Problem description -
For the word "Draw", copy every line of the material that includes it.

Given data -

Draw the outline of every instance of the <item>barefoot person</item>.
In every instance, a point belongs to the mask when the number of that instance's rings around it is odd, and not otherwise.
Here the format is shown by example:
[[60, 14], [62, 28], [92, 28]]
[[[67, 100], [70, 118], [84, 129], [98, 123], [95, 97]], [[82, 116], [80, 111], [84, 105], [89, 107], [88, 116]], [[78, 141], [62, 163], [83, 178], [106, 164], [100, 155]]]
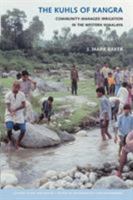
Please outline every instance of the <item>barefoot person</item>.
[[[131, 114], [131, 106], [126, 104], [124, 106], [123, 114], [118, 117], [118, 131], [119, 131], [119, 155], [122, 147], [125, 145], [126, 137], [130, 131], [133, 130], [133, 115]], [[115, 136], [117, 142], [117, 135]]]
[[53, 97], [48, 97], [48, 100], [42, 103], [42, 114], [39, 117], [39, 122], [46, 119], [48, 123], [51, 121], [51, 116], [53, 114]]
[[128, 134], [126, 138], [126, 144], [122, 148], [121, 156], [120, 156], [120, 166], [119, 170], [117, 171], [117, 176], [121, 177], [122, 176], [122, 171], [124, 168], [124, 165], [127, 162], [127, 155], [128, 153], [132, 152], [133, 153], [133, 130]]
[[[5, 96], [6, 112], [5, 123], [8, 139], [18, 148], [26, 132], [24, 120], [25, 95], [20, 91], [19, 81], [13, 83], [12, 91]], [[12, 136], [12, 130], [20, 130], [17, 141]]]
[[100, 99], [101, 136], [103, 140], [106, 140], [106, 136], [111, 139], [112, 137], [108, 132], [109, 121], [111, 120], [111, 104], [109, 99], [105, 96], [105, 90], [103, 87], [97, 88], [96, 93]]

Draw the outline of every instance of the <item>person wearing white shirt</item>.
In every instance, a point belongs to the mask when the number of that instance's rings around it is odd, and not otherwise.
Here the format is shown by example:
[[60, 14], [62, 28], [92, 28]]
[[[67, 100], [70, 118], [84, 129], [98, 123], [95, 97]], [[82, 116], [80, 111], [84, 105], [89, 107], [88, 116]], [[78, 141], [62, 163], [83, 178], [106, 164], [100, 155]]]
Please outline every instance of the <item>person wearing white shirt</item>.
[[127, 90], [128, 84], [126, 82], [122, 83], [122, 87], [120, 87], [117, 97], [120, 101], [120, 106], [119, 106], [119, 114], [122, 113], [124, 105], [128, 102], [128, 95], [129, 92]]
[[[21, 140], [26, 132], [26, 124], [24, 119], [25, 95], [20, 91], [19, 81], [13, 83], [12, 91], [5, 96], [5, 123], [9, 140], [19, 148]], [[18, 140], [15, 141], [12, 136], [12, 130], [20, 130]]]
[[108, 74], [112, 72], [112, 70], [109, 68], [108, 64], [105, 64], [101, 69], [101, 74], [104, 77], [104, 88], [107, 91], [107, 94], [109, 94], [109, 85], [108, 85]]

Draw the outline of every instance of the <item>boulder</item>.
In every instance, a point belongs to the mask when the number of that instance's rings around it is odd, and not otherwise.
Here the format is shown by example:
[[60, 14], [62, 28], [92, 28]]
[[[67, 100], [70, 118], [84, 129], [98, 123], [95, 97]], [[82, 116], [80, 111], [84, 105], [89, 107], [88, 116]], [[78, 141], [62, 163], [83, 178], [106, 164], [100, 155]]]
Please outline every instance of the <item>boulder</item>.
[[45, 84], [47, 86], [47, 91], [67, 92], [67, 87], [64, 85], [64, 83], [47, 81]]
[[48, 178], [44, 177], [41, 180], [36, 182], [36, 186], [42, 186], [48, 182]]
[[130, 168], [127, 165], [125, 165], [123, 168], [123, 172], [129, 172], [129, 171], [130, 171]]
[[81, 183], [86, 184], [89, 182], [89, 178], [86, 175], [82, 175], [80, 178]]
[[9, 77], [9, 73], [7, 73], [7, 72], [2, 73], [2, 78], [8, 78], [8, 77]]
[[70, 170], [68, 171], [67, 174], [68, 174], [69, 176], [71, 176], [71, 177], [74, 177], [76, 171], [77, 171], [77, 167], [73, 167], [72, 169], [70, 169]]
[[94, 189], [127, 189], [126, 183], [117, 176], [109, 176], [99, 179]]
[[49, 181], [46, 184], [42, 185], [39, 189], [55, 189], [55, 184], [54, 182]]
[[12, 170], [3, 170], [1, 171], [1, 188], [5, 187], [6, 185], [17, 185], [18, 179]]
[[131, 179], [131, 180], [133, 180], [133, 171], [130, 171], [128, 173], [128, 178]]
[[[44, 125], [26, 124], [26, 134], [21, 142], [25, 148], [43, 148], [74, 141], [75, 137], [67, 132], [56, 133]], [[17, 139], [19, 131], [14, 131], [14, 138]]]
[[64, 185], [63, 188], [65, 188], [65, 189], [71, 189], [72, 188], [72, 184], [73, 183], [66, 182], [66, 184]]
[[80, 179], [80, 178], [82, 177], [82, 175], [83, 175], [83, 174], [82, 174], [81, 172], [76, 172], [76, 173], [75, 173], [75, 178], [76, 178], [76, 179]]
[[129, 188], [133, 188], [133, 180], [127, 179], [127, 180], [125, 181], [125, 183], [126, 183], [126, 185], [127, 185]]
[[131, 170], [133, 170], [133, 160], [128, 163], [128, 166]]
[[13, 77], [13, 78], [16, 78], [17, 73], [18, 73], [17, 71], [11, 70], [11, 71], [9, 72], [9, 76], [10, 76], [10, 77]]
[[39, 89], [38, 88], [36, 88], [33, 92], [32, 92], [32, 96], [33, 97], [38, 97], [38, 96], [40, 96], [40, 91], [39, 91]]
[[128, 154], [127, 160], [128, 160], [128, 161], [133, 160], [133, 153], [129, 153], [129, 154]]
[[15, 186], [13, 185], [6, 185], [3, 189], [14, 189]]
[[85, 184], [85, 188], [86, 189], [91, 189], [92, 188], [92, 183], [87, 183], [87, 184]]
[[3, 189], [17, 189], [17, 190], [22, 190], [24, 188], [21, 187], [21, 186], [6, 185]]
[[80, 189], [81, 189], [81, 190], [86, 189], [85, 185], [81, 185], [81, 186], [80, 186]]
[[60, 172], [58, 176], [59, 176], [60, 179], [63, 179], [63, 178], [66, 177], [67, 175], [68, 175], [68, 174], [67, 174], [66, 172]]
[[57, 176], [57, 172], [54, 170], [49, 170], [45, 173], [45, 178], [50, 179], [53, 176]]
[[97, 106], [97, 103], [96, 102], [88, 101], [87, 102], [87, 106], [95, 108]]
[[[1, 150], [6, 148], [6, 145], [4, 145], [4, 143], [1, 143]], [[0, 155], [0, 169], [4, 170], [4, 169], [9, 169], [9, 164], [8, 164], [8, 156], [4, 153], [1, 152]]]
[[67, 184], [67, 181], [65, 181], [64, 179], [60, 179], [56, 182], [57, 187], [65, 188], [66, 184]]
[[51, 92], [51, 91], [60, 91], [67, 92], [67, 87], [64, 83], [54, 82], [54, 81], [45, 81], [40, 78], [34, 79], [37, 82], [37, 88], [39, 91]]
[[59, 132], [58, 136], [60, 137], [62, 143], [75, 140], [75, 137], [72, 134], [67, 133], [66, 131]]
[[[19, 131], [13, 132], [15, 139], [18, 138]], [[61, 143], [58, 134], [44, 125], [26, 124], [26, 134], [21, 142], [25, 148], [43, 148], [55, 146]]]
[[52, 180], [52, 181], [57, 181], [57, 180], [58, 180], [58, 176], [52, 176], [52, 177], [50, 178], [50, 180]]
[[91, 172], [89, 174], [89, 181], [90, 183], [94, 184], [96, 182], [97, 179], [97, 174], [95, 172]]
[[70, 176], [66, 176], [63, 180], [72, 183], [73, 179]]
[[87, 137], [88, 136], [87, 131], [85, 131], [85, 130], [79, 131], [77, 133], [77, 135], [80, 136], [80, 137]]
[[37, 83], [37, 89], [39, 91], [45, 91], [45, 81], [40, 78], [35, 78], [34, 81]]

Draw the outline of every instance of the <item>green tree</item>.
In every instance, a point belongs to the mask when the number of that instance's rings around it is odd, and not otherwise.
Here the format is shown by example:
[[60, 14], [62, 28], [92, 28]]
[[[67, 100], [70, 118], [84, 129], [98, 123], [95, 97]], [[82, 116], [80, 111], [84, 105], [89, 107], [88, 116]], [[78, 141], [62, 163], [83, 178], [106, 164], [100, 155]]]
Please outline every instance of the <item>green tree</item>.
[[4, 50], [17, 49], [18, 38], [23, 32], [26, 14], [19, 9], [7, 11], [1, 17], [1, 48]]

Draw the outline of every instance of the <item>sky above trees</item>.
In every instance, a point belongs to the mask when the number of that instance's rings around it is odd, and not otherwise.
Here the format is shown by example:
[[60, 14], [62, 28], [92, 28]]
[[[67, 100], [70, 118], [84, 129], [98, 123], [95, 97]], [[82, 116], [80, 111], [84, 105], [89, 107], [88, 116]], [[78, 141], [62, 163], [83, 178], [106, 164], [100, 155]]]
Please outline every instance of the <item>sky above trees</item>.
[[[71, 27], [71, 22], [64, 22], [64, 21], [55, 21], [55, 17], [57, 16], [61, 16], [61, 14], [57, 15], [57, 14], [40, 14], [39, 13], [39, 9], [38, 7], [49, 7], [49, 6], [122, 6], [124, 9], [124, 27], [119, 27], [116, 28], [117, 33], [121, 34], [124, 31], [128, 31], [129, 29], [131, 29], [133, 27], [132, 25], [132, 10], [133, 10], [133, 1], [132, 0], [66, 0], [66, 1], [62, 1], [62, 0], [3, 0], [0, 3], [0, 14], [3, 15], [7, 12], [7, 10], [12, 10], [13, 8], [18, 8], [19, 10], [22, 10], [26, 13], [27, 15], [27, 23], [25, 24], [25, 28], [27, 28], [29, 21], [32, 20], [32, 18], [36, 15], [39, 16], [40, 20], [43, 21], [44, 26], [45, 26], [45, 32], [44, 32], [44, 36], [45, 39], [51, 39], [53, 36], [53, 31], [54, 30], [59, 30], [59, 32], [61, 31], [61, 29], [65, 26], [70, 26]], [[78, 17], [90, 17], [89, 14], [65, 14], [63, 15], [63, 17], [70, 17], [70, 16], [78, 16]], [[95, 16], [95, 15], [94, 15]], [[100, 14], [96, 14], [96, 16], [100, 17], [100, 16], [107, 16], [105, 15], [100, 15]], [[108, 15], [109, 16], [109, 15]], [[122, 16], [122, 14], [120, 15], [116, 15], [116, 14], [111, 14], [112, 16]], [[92, 17], [92, 16], [91, 16]], [[76, 33], [79, 34], [82, 31], [84, 31], [86, 29], [86, 27], [71, 27], [71, 31], [72, 33]], [[95, 30], [97, 30], [99, 28], [95, 28]], [[114, 29], [114, 28], [113, 28]]]

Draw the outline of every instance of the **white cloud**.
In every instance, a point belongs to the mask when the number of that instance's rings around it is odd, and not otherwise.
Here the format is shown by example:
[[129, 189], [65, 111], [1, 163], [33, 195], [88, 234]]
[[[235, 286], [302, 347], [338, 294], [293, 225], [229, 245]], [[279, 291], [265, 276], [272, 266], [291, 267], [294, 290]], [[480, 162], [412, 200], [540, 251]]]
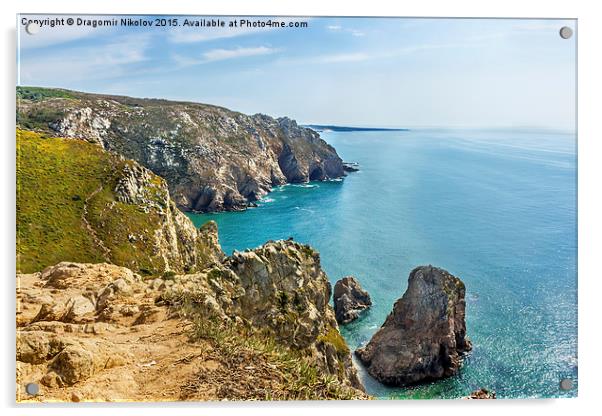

Solution for this problem -
Draw the outline of every instance of the <item>barefoot person</item>.
Draw the outline of every instance of the <item>person wearing white shirt</item>.
Draw the outline of every instance of the <item>boulder</item>.
Draw the outline of every instance of the <item>green tree</item>.
Draw the outline of every instance of the <item>sky above trees</item>.
Draw the outline of every instance of the **white cloud**.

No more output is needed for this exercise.